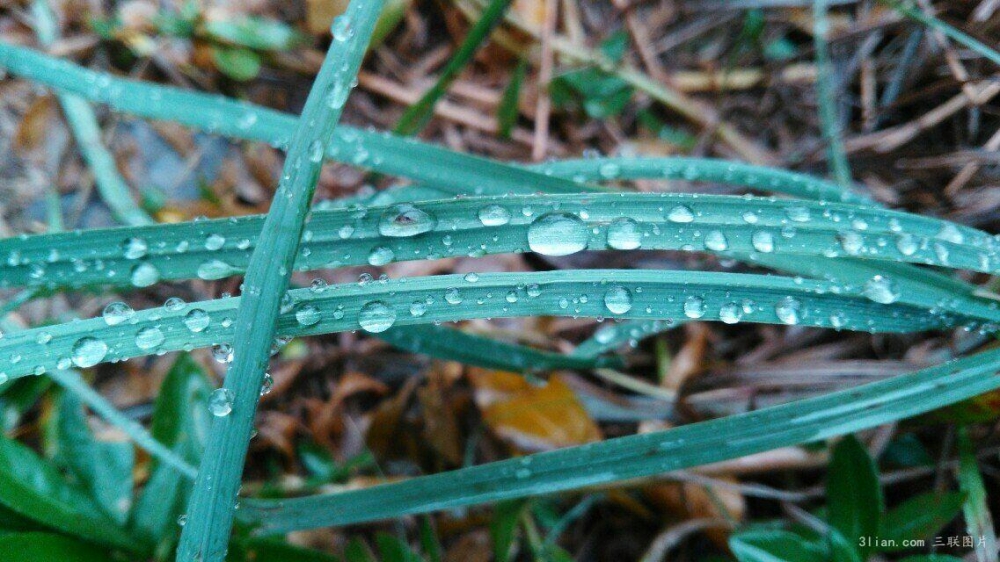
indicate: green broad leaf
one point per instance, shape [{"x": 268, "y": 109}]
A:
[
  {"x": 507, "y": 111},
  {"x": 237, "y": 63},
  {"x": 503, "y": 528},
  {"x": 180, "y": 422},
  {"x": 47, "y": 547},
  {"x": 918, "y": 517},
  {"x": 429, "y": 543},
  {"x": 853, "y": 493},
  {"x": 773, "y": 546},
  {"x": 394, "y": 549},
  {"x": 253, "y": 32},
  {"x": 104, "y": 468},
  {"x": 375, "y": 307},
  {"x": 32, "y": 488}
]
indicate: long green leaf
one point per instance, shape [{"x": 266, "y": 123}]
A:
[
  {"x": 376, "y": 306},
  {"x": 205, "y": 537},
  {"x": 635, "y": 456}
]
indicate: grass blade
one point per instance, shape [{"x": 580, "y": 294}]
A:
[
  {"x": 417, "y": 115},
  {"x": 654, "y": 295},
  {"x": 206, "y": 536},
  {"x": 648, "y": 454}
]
**********
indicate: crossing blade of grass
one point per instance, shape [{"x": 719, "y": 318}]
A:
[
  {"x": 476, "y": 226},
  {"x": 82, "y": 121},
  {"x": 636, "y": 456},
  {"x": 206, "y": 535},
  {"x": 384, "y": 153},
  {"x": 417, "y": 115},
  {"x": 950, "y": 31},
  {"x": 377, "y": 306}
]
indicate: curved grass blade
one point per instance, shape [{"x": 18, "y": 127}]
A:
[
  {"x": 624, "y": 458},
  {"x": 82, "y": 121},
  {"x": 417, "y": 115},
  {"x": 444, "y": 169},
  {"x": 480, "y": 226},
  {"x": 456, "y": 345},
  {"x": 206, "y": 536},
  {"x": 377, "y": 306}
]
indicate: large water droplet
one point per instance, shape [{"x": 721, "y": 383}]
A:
**********
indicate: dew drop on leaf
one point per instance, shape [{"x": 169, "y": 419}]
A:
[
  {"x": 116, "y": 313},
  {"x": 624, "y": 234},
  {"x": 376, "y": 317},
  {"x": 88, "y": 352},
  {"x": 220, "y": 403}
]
**********
(Task statement) State how many lines in the rows above contain the word "blade", treating uppercase and lowercase as different, and reply with the number alone.

(Complete answer) 3